◆ Passage provided
** Start **
Operator: Good morning. My name is Carly, and I will be your conference operator today. At this time, I would like to welcome everyone to Atkore’s First Quarter Fiscal Year 2026 Earnings Conference Call. [Operator Instructions] As a reminder, this conference is being recorded. Thank you. I would now like to turn the conference over to your host, Matt Kline, Vice President of Treasury and Investor Relations. You may begin.
Matthew Kline: Thank you, and good morning, everyone. I’m joined today by Bill Waltz, President and CEO; and John Deitzer, Chief Financial Officer; and John Pregenzer, Chief Operating Officer and President of Electrical. We will take questions at the conclusion of the call. I would like to remind everyone that during this call, we may make projections or forward-looking statements regarding future events or financial performance of the company. Such statements involve risks and uncertainties such that actual results may differ materially. Please refer to our SEC filings and today’s press release, which identify important factors that could cause actual results to differ materially from those contained in our projections or forward-looking statements.
** End **
◆ Objective A
Please reproduce the stretch of the earnings call transcript from "Matthew Kline: Thank" through "or forward-looking statements." word for word.
◆ Objective B
How many lines of the entries contain the string "wall"? Reply with the number only.

◆ Record extracts
** Start **
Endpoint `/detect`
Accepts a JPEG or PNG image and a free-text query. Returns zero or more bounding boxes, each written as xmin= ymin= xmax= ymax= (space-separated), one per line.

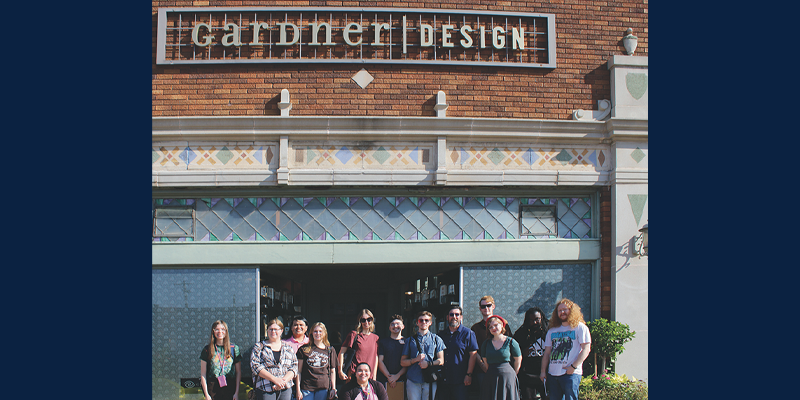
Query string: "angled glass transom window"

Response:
xmin=153 ymin=197 xmax=592 ymax=242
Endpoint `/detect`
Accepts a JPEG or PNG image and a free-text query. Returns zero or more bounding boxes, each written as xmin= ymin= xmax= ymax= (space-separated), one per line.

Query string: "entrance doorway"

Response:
xmin=260 ymin=264 xmax=460 ymax=351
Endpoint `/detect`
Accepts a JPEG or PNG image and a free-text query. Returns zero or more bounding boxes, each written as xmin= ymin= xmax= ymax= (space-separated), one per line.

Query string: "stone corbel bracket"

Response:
xmin=572 ymin=100 xmax=611 ymax=121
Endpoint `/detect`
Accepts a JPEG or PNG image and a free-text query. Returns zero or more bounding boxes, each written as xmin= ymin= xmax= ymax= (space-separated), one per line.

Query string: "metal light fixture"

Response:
xmin=622 ymin=28 xmax=639 ymax=56
xmin=633 ymin=224 xmax=648 ymax=258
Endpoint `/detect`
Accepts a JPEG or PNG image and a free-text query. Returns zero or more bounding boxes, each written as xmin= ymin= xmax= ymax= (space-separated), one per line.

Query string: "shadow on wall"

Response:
xmin=517 ymin=281 xmax=564 ymax=314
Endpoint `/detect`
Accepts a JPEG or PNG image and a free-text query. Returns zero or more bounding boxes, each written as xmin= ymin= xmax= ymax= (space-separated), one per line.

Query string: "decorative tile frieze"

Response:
xmin=447 ymin=143 xmax=611 ymax=171
xmin=152 ymin=142 xmax=278 ymax=170
xmin=289 ymin=142 xmax=436 ymax=170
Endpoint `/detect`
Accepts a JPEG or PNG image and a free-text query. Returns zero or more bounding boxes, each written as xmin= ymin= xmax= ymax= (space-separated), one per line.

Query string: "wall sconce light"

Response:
xmin=622 ymin=28 xmax=639 ymax=56
xmin=633 ymin=224 xmax=648 ymax=258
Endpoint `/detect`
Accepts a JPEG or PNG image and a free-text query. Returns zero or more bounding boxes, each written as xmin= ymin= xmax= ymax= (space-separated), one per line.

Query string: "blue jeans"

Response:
xmin=546 ymin=374 xmax=581 ymax=400
xmin=406 ymin=379 xmax=436 ymax=400
xmin=300 ymin=389 xmax=328 ymax=400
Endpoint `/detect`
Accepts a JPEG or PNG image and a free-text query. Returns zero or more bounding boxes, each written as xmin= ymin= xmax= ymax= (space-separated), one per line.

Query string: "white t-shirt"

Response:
xmin=544 ymin=323 xmax=592 ymax=376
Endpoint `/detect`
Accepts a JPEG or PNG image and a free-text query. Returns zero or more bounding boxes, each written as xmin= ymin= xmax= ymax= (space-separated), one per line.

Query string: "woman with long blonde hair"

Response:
xmin=200 ymin=320 xmax=242 ymax=400
xmin=339 ymin=308 xmax=378 ymax=382
xmin=295 ymin=322 xmax=337 ymax=400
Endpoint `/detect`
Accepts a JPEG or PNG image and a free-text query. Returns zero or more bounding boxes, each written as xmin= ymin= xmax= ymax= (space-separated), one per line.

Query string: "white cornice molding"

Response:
xmin=605 ymin=118 xmax=647 ymax=142
xmin=152 ymin=116 xmax=608 ymax=143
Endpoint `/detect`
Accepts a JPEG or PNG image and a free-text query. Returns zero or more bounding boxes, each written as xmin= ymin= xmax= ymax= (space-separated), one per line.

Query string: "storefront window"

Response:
xmin=152 ymin=269 xmax=258 ymax=400
xmin=463 ymin=263 xmax=594 ymax=330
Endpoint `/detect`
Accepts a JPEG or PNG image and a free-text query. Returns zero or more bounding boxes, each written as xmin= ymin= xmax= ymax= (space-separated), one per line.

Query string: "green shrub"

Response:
xmin=584 ymin=318 xmax=636 ymax=374
xmin=578 ymin=374 xmax=647 ymax=400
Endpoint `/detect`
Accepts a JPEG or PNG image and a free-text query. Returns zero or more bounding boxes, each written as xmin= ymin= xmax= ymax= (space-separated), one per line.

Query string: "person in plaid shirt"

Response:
xmin=250 ymin=319 xmax=297 ymax=400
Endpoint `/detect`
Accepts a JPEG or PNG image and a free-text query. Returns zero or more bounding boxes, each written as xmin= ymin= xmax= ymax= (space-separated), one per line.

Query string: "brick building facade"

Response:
xmin=152 ymin=0 xmax=648 ymax=398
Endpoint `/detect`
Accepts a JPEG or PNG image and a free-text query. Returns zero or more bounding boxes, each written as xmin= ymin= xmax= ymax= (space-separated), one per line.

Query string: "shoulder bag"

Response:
xmin=414 ymin=335 xmax=442 ymax=383
xmin=339 ymin=333 xmax=358 ymax=376
xmin=328 ymin=346 xmax=338 ymax=400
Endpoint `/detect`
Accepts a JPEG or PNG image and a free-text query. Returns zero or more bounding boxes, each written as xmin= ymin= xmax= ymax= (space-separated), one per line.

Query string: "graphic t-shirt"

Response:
xmin=200 ymin=344 xmax=242 ymax=383
xmin=544 ymin=323 xmax=592 ymax=376
xmin=514 ymin=328 xmax=544 ymax=376
xmin=340 ymin=331 xmax=380 ymax=375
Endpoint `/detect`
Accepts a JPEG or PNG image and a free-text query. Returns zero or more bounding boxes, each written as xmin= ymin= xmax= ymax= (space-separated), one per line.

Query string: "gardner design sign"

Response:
xmin=156 ymin=7 xmax=556 ymax=68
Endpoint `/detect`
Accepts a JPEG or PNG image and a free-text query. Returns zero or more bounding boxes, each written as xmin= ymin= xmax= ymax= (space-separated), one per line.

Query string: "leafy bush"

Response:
xmin=578 ymin=374 xmax=647 ymax=400
xmin=586 ymin=318 xmax=636 ymax=374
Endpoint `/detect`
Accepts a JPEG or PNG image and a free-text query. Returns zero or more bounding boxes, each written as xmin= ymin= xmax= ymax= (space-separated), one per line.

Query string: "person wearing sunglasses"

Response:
xmin=400 ymin=311 xmax=445 ymax=400
xmin=339 ymin=308 xmax=379 ymax=382
xmin=437 ymin=306 xmax=478 ymax=400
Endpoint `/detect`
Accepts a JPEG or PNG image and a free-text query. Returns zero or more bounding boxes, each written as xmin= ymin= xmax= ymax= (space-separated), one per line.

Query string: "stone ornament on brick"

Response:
xmin=351 ymin=68 xmax=375 ymax=89
xmin=278 ymin=89 xmax=292 ymax=117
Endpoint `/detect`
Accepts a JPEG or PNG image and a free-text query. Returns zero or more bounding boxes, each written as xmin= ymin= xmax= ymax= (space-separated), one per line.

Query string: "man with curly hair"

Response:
xmin=539 ymin=298 xmax=592 ymax=400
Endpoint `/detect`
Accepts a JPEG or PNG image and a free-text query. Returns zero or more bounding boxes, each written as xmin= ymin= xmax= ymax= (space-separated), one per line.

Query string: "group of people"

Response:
xmin=200 ymin=296 xmax=591 ymax=400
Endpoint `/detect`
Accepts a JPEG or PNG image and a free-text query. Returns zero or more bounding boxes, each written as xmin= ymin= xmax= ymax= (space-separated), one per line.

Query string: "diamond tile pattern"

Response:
xmin=153 ymin=197 xmax=594 ymax=242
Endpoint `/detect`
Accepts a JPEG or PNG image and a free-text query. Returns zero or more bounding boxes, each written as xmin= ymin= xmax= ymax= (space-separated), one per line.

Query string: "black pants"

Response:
xmin=206 ymin=376 xmax=238 ymax=400
xmin=517 ymin=370 xmax=547 ymax=400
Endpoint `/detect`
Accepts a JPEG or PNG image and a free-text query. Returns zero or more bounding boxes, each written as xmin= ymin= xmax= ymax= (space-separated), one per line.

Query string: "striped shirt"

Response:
xmin=250 ymin=341 xmax=297 ymax=392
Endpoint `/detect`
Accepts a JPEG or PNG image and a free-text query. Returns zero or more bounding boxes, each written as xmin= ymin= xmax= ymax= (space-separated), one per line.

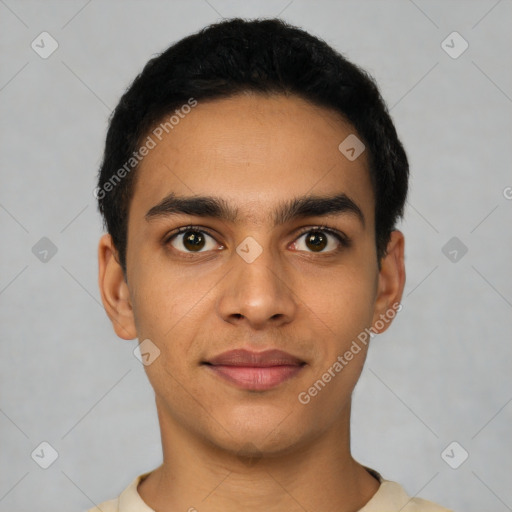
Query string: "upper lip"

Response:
xmin=205 ymin=349 xmax=304 ymax=368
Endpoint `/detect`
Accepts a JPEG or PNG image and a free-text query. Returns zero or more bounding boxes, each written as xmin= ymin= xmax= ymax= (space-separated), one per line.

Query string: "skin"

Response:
xmin=99 ymin=93 xmax=405 ymax=512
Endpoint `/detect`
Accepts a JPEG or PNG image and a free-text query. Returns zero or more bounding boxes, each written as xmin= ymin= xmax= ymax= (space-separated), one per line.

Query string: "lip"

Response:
xmin=203 ymin=349 xmax=306 ymax=391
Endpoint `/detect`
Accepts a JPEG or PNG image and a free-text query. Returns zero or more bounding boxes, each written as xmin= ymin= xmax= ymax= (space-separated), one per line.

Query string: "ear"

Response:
xmin=98 ymin=234 xmax=137 ymax=340
xmin=372 ymin=230 xmax=405 ymax=333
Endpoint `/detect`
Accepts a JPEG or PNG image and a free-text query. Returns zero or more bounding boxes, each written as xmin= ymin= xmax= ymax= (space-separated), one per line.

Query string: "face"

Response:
xmin=100 ymin=94 xmax=403 ymax=453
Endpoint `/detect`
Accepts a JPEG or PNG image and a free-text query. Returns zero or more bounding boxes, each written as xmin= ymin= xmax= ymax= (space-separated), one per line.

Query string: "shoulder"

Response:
xmin=359 ymin=467 xmax=453 ymax=512
xmin=377 ymin=480 xmax=453 ymax=512
xmin=87 ymin=498 xmax=119 ymax=512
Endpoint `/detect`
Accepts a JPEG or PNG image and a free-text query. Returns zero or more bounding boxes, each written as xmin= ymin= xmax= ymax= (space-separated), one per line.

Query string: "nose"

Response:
xmin=217 ymin=239 xmax=297 ymax=330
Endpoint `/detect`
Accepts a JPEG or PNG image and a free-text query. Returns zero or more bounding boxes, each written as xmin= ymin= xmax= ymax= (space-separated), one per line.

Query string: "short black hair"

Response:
xmin=96 ymin=18 xmax=409 ymax=274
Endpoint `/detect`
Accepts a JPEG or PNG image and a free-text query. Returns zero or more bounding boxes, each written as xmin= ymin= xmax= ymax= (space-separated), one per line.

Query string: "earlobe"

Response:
xmin=372 ymin=230 xmax=405 ymax=333
xmin=98 ymin=234 xmax=137 ymax=340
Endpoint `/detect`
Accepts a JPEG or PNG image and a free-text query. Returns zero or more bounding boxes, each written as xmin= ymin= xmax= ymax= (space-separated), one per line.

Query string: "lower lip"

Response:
xmin=208 ymin=365 xmax=302 ymax=391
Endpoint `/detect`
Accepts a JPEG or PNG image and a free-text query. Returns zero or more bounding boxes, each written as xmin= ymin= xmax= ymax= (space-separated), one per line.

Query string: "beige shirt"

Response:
xmin=88 ymin=468 xmax=451 ymax=512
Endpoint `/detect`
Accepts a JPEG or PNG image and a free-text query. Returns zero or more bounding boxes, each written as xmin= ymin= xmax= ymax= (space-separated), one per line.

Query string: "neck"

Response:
xmin=138 ymin=400 xmax=379 ymax=512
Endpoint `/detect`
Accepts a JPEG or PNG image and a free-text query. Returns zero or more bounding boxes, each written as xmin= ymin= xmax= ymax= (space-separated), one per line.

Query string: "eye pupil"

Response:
xmin=183 ymin=231 xmax=205 ymax=251
xmin=306 ymin=232 xmax=327 ymax=252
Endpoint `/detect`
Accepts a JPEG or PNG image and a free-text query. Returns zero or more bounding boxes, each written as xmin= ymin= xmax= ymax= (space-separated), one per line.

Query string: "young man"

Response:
xmin=93 ymin=19 xmax=452 ymax=512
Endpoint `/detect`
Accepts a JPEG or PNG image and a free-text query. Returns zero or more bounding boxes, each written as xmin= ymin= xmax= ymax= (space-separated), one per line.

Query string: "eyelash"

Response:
xmin=164 ymin=225 xmax=351 ymax=255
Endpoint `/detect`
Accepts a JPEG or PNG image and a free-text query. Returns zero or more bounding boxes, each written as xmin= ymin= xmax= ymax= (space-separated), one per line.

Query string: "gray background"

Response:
xmin=0 ymin=0 xmax=512 ymax=512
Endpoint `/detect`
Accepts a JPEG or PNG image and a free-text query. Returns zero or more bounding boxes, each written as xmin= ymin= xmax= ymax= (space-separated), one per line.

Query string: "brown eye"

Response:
xmin=168 ymin=229 xmax=218 ymax=253
xmin=293 ymin=228 xmax=348 ymax=253
xmin=183 ymin=231 xmax=205 ymax=251
xmin=305 ymin=231 xmax=328 ymax=252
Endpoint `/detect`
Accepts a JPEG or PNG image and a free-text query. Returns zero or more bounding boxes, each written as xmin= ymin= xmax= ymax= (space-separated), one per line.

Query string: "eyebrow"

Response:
xmin=145 ymin=193 xmax=365 ymax=226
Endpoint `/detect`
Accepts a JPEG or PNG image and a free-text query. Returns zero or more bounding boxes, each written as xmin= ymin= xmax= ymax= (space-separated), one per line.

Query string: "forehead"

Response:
xmin=130 ymin=94 xmax=373 ymax=223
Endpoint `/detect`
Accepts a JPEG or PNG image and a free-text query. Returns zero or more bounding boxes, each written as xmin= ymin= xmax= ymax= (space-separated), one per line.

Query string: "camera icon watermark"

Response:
xmin=441 ymin=441 xmax=469 ymax=469
xmin=30 ymin=441 xmax=59 ymax=469
xmin=236 ymin=236 xmax=263 ymax=263
xmin=32 ymin=236 xmax=58 ymax=263
xmin=30 ymin=32 xmax=59 ymax=59
xmin=441 ymin=31 xmax=469 ymax=59
xmin=441 ymin=236 xmax=468 ymax=263
xmin=133 ymin=338 xmax=160 ymax=366
xmin=338 ymin=133 xmax=366 ymax=162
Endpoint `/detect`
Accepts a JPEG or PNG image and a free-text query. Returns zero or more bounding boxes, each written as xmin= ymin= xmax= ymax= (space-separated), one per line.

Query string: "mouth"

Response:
xmin=202 ymin=349 xmax=306 ymax=391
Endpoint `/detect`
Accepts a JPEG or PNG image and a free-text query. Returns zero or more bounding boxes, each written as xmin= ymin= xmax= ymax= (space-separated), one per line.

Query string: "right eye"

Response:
xmin=167 ymin=226 xmax=219 ymax=253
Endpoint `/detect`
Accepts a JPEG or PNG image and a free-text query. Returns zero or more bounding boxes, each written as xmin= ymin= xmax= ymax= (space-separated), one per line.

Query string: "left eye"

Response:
xmin=293 ymin=229 xmax=342 ymax=252
xmin=169 ymin=229 xmax=218 ymax=252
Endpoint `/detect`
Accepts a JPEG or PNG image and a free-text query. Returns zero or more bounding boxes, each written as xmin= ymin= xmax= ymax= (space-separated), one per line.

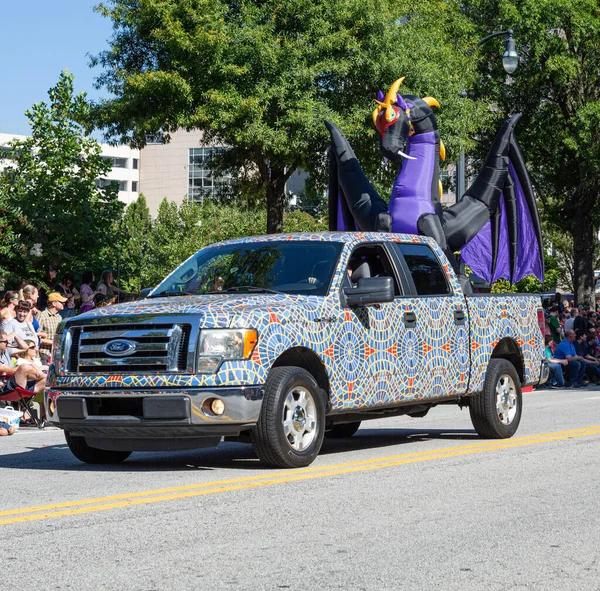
** End **
◆ Reply A
Matthew Kline: Thank you, and good morning, everyone. I’m joined today by Bill Waltz, President and CEO; and John Deitzer, Chief Financial Officer; and John Pregenzer, Chief Operating Officer and President of Electrical. We will take questions at the conclusion of the call. I would like to remind everyone that during this call, we may make projections or forward-looking statements regarding future events or financial performance of the company. Such statements involve risks and uncertainties such that actual results may differ materially. Please refer to our SEC filings and today’s press release, which identify important factors that could cause actual results to differ materially from those contained in our projections or forward-looking statements.

◆ Reply B
2